### Work instruction
Every record gets copied exactly, and no picture goes with it.

### Data to process
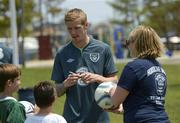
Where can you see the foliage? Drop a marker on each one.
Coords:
(30, 76)
(24, 9)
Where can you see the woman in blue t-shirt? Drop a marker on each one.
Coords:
(142, 85)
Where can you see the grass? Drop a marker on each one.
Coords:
(32, 75)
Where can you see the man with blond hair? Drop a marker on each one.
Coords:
(79, 67)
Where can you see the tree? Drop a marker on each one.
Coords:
(27, 15)
(128, 12)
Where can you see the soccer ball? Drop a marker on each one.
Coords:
(102, 98)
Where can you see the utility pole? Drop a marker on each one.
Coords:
(14, 32)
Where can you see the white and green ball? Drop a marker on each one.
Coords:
(103, 99)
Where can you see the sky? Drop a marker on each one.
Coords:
(97, 10)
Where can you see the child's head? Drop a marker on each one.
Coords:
(9, 78)
(44, 94)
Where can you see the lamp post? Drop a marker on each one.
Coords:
(14, 31)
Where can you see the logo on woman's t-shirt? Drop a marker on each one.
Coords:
(160, 81)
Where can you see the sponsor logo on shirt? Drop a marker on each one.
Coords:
(160, 81)
(94, 57)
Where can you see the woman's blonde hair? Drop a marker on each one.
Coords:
(147, 42)
(75, 14)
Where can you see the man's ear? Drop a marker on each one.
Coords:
(86, 25)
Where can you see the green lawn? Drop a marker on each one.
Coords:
(32, 75)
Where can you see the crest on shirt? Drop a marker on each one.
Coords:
(81, 70)
(94, 57)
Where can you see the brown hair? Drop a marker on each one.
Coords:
(75, 14)
(147, 42)
(44, 94)
(8, 72)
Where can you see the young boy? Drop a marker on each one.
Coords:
(11, 111)
(45, 95)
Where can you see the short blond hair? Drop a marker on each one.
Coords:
(147, 42)
(75, 14)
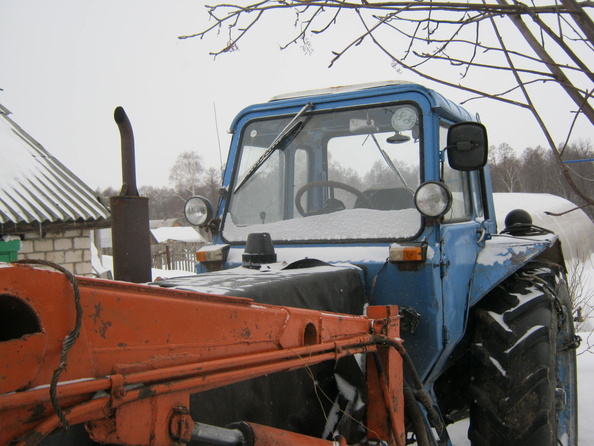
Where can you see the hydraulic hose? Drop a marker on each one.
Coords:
(421, 395)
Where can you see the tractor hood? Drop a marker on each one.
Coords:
(306, 283)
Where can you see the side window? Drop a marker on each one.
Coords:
(459, 184)
(301, 169)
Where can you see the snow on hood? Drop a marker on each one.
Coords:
(575, 229)
(364, 224)
(177, 233)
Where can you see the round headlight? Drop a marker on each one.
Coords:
(198, 211)
(433, 199)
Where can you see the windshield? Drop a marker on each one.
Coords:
(343, 175)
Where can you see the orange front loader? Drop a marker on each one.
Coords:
(125, 358)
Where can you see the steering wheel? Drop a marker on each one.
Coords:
(328, 183)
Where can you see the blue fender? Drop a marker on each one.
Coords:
(501, 256)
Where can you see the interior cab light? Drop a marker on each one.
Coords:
(408, 253)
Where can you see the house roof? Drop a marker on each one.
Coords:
(37, 192)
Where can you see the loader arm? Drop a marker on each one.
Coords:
(141, 351)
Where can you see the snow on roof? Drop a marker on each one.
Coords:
(177, 233)
(35, 187)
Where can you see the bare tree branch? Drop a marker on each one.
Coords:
(445, 43)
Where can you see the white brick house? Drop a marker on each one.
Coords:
(44, 204)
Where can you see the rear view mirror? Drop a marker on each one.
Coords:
(467, 146)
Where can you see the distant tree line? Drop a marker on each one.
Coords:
(535, 170)
(188, 177)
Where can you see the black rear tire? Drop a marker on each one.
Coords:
(523, 386)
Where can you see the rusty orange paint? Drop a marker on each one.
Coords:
(173, 343)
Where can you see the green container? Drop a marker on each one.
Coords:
(9, 250)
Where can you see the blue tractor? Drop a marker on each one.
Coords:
(380, 195)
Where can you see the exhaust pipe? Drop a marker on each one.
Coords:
(130, 231)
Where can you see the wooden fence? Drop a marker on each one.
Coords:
(174, 255)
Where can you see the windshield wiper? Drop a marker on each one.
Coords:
(389, 161)
(291, 129)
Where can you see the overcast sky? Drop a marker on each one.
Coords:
(66, 65)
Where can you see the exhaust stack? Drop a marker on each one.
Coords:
(130, 231)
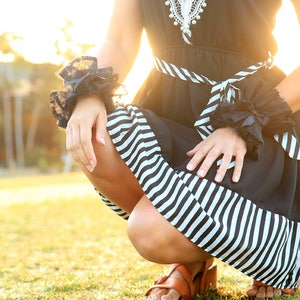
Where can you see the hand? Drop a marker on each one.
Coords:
(89, 114)
(223, 141)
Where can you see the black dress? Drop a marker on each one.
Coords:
(253, 225)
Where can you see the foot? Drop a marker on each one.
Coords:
(183, 282)
(160, 293)
(263, 291)
(176, 285)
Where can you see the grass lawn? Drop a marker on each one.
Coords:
(58, 241)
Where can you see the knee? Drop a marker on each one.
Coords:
(148, 237)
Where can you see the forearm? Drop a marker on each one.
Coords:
(123, 37)
(121, 58)
(289, 89)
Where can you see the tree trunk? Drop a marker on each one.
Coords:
(19, 131)
(8, 135)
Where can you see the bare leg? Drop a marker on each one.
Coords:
(164, 243)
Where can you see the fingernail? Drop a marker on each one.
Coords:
(236, 179)
(190, 167)
(201, 173)
(218, 178)
(92, 164)
(102, 140)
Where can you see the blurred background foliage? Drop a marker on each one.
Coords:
(29, 137)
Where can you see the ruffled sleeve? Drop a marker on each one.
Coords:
(82, 77)
(266, 113)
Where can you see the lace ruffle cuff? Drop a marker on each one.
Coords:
(251, 124)
(82, 77)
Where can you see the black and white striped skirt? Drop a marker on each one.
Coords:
(246, 225)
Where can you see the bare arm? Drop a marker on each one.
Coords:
(289, 89)
(122, 42)
(118, 51)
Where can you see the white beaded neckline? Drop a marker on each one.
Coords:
(185, 13)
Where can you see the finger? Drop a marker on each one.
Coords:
(101, 131)
(223, 168)
(86, 149)
(196, 159)
(70, 144)
(239, 162)
(208, 161)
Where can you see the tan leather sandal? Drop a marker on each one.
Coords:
(285, 292)
(186, 286)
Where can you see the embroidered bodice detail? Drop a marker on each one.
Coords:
(185, 13)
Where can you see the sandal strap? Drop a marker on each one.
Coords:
(284, 291)
(184, 286)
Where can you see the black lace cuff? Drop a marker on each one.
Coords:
(82, 77)
(251, 124)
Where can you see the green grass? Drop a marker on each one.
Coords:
(58, 241)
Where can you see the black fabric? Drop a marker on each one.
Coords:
(230, 36)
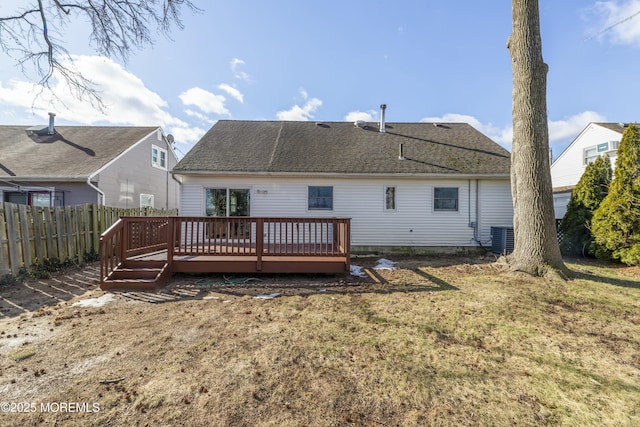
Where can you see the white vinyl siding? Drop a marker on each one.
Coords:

### Reply
Where can you see the foliage? Drop a marker on each one.
Coords:
(30, 76)
(24, 9)
Where can you see the woman in blue t-shirt? Drop a marker on each one.
Coords:
(142, 85)
Where can you see the grass? Drop a marker on each one.
Coords:
(32, 75)
Where can you see the man with blond hair? Drop a marker on each one.
Coords:
(79, 67)
Where can you see the tree? Drop a marker on each one.
Coords:
(27, 15)
(128, 12)
Where can you see the soccer ball? Drop a marker on each one.
Coords:
(102, 98)
Where can you see the utility pole? Drop a marker on each one.
Coords:
(14, 32)
Where can you see the white and green ball? Drop a marker on each one.
Coords:
(103, 99)
Where can you see the sky? Drop a marker on each one.
Coords:
(97, 10)
Where can you see the child's head? Drop a marker on each one.
Coords:
(9, 78)
(44, 94)
Where can you see the lamp post? Drop a marker on each one.
Coords:
(14, 31)
Where can you see the logo on woman's t-shirt? Drop a marker on each one.
Coords:
(160, 81)
Where can you see the sponsor logo on shirt? Drop a marker on each one.
Coords:
(160, 81)
(94, 57)
Where can you see the woman's blonde hair? Drop a marker on each one.
Coords:
(147, 42)
(75, 14)
Where can you see the man's ear? Drop a marker on each one.
Coords:
(86, 25)
Where can you see the green lawn? Drop a marker on each one.
Coords:
(32, 75)
Where can you see the crest on shirt? Drop a marker on each one.
Coords:
(81, 70)
(94, 57)
Where can you see the brown hair? Drop a marker on each one.
Coords:
(75, 14)
(147, 42)
(44, 94)
(8, 72)
Where can you see the young boy? Drop a marker on each one.
Coords:
(11, 111)
(45, 95)
Where can you see the short blond hair? Drop a marker on each one.
Coords:
(147, 42)
(75, 14)
Where can you see the hydraulic hose? Drop a marker on each one.
Coords:
(421, 395)
Where can you see the tractor hood? Drop a marker on each one.
Coords:
(306, 283)
Where can you see the side window? Drop a marker on each one.
Coords:
(459, 184)
(301, 169)
Where can you see the snow on hood? Drop a marker on each one.
Coords:
(575, 229)
(364, 224)
(177, 233)
Where can you see the round headlight? Drop a marker on each one.
Coords:
(198, 211)
(433, 199)
Where can you see the windshield? Drop a marker on each one.
Coords:
(343, 175)
Where can you see the orange front loader? Drop a marker on each one.
Coords:
(125, 358)
Where can you see the steering wheel? Drop a marker on each one.
Coords:
(328, 183)
Where can you see the blue fender? Drop a marker on each one.
Coords:
(501, 256)
Where can you see the interior cab light? Drop a marker on each one.
Coords:
(408, 253)
Where can you see the house roof? Drop a marker on each one.
Coords:
(37, 192)
Where can you see the loader arm? Drop a marker on each one.
Coords:
(141, 351)
Where can you see the snow on roof? Drop a marker on each one.
Coords:
(177, 233)
(35, 187)
Where can you see the bare tree branch? Drop a marker on each one.
Coords:
(445, 43)
Where can you see the white brick house? Drop a marker on each one.
Coords:
(44, 204)
Where can you see the rear view mirror? Drop a marker on each one.
Coords:
(467, 146)
Where can you see the distant tree line? Drop a marker on each one.
Coords:
(535, 170)
(188, 177)
Where can you see the black rear tire? Drop a marker on each one.
Coords:
(523, 386)
Where can you see the rusty orange paint? Drop a marker on each one.
Coords:
(173, 343)
Where can you see the green container? Drop a marker on each one.
Coords:
(9, 250)
Where can you see the blue tractor? Drop a marker on each one.
Coords:
(380, 195)
Where can you see the exhaust pipe? Drop a marker on each one.
Coords:
(130, 231)
Where can you see the wooden fence? Drop a marker on each one.
Coords:
(174, 255)
Where can you see the windshield wiper? Drop a marker on each one.
Coords:
(389, 161)
(291, 129)
Where can you see the overcast sky? Drop a marker on each one.
Coords:
(66, 65)
Where can you see the exhaust stack? Drop a marker on each one.
Coords:
(130, 231)
Where can you see the hand? Drop a marker on each one.
Coords:
(89, 114)
(223, 141)
Where can you see the black dress? Drop a marker on each one.
Coords:
(253, 225)
Where can you see the foot? Drop a marker on each one.
Coords:
(183, 282)
(160, 293)
(263, 291)
(176, 285)
Where can you see the grass lawn? Drop a marker on each one.
Coords:
(58, 241)
Where can you see the knee? Drop a marker on each one.
Coords:
(148, 237)
Where can you see the forearm? Drop a marker on each one.
Coords:
(123, 37)
(121, 58)
(289, 89)
Where can you see the tree trunk? Drop a marker on each one.
Coords:
(19, 131)
(8, 135)
Where can you see the bare leg? Drop a marker on each one.
Coords:
(164, 243)
Where can you see the fingernail? Drop a marker on each one.
Coords:
(236, 179)
(190, 167)
(201, 173)
(218, 178)
(92, 164)
(102, 140)
Where can you see the blurred background foliage? Drop a marker on each one.
Coords:
(29, 137)
Where can you see the ruffled sleeve? Drop a marker on each one.
Coords:
(82, 77)
(266, 113)
Where can you see the lace ruffle cuff? Drop a marker on each one.
Coords:
(251, 124)
(82, 77)
Where can you see the black and white striped skirt? Drop a marker on each one.
Coords:
(246, 225)
Where can you see the bare arm? Drop a marker on each one.
Coords:
(289, 89)
(122, 42)
(118, 51)
Where can you see the white beaded neckline? Drop a marker on each one.
Coords:
(185, 13)
Where can you see the finger? Drop a marker on each one.
Coords:
(101, 131)
(223, 168)
(86, 149)
(196, 159)
(70, 144)
(239, 162)
(208, 161)
Where can you see the tan leather sandal? Drop a marker on each one.
Coords:
(285, 292)
(186, 286)
Where can you see the embroidered bodice detail? Drop a marker on each one.
Coords:
(185, 13)
Where can you see the sandal strap? Drop a marker on each one.
Coords:
(284, 291)
(184, 286)
Where can you see the black lace cuff? Drop a marker on each one.
Coords:
(82, 77)
(251, 124)
Where can you see the green grass? Drop a marker on each one.
Coords:
(58, 241)
Where can you see the black fabric? Drop a marker on each one.
Coords:
(230, 36)
Where can you see the white vinyl siding? Drop a marker on each one.
Coords:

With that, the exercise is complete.